Action item
In the entries below, filter for the word "distant" and copy every matching line.

Dataset excerpts
■ ■ ■ ■

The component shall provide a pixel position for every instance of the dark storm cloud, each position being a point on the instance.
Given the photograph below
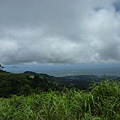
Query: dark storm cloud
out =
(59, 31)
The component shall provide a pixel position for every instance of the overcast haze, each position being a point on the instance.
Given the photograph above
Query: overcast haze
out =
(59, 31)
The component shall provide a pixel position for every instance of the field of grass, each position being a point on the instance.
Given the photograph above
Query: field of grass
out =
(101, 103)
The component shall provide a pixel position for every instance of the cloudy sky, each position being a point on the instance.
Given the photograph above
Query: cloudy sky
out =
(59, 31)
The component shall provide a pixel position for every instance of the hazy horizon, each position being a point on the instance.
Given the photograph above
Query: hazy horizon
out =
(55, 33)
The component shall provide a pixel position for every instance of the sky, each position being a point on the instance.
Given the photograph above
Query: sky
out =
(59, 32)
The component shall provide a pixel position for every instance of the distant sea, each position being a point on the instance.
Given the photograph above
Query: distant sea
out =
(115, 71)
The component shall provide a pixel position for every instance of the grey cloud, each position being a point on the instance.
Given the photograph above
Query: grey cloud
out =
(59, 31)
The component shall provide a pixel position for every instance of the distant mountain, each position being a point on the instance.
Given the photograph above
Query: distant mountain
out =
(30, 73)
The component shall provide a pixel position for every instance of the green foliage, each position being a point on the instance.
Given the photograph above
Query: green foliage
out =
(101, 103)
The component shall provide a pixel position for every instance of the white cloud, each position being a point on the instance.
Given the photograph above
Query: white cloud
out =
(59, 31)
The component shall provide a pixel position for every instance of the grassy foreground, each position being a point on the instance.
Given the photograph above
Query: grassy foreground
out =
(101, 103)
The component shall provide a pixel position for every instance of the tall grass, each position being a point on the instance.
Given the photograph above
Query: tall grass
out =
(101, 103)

■ ■ ■ ■

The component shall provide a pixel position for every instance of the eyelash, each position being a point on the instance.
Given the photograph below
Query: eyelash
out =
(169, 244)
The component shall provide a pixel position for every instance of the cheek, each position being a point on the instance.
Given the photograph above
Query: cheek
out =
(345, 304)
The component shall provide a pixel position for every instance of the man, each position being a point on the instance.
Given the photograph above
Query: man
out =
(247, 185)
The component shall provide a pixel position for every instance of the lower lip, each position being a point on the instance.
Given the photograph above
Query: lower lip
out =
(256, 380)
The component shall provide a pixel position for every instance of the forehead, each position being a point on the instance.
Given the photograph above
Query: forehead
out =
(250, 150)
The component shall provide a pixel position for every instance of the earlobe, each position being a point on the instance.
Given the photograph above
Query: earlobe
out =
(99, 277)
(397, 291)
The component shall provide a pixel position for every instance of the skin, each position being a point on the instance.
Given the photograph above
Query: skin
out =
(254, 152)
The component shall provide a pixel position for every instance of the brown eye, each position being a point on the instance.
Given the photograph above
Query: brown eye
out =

■ ■ ■ ■

Task solution
The component shall provide a pixel position for every instance of the distant sea, each position being a point on the instance.
Query: distant sea
The component shall provide a pixel position for every instance of the distant mountain, each position being a point on the instance.
Query: distant mountain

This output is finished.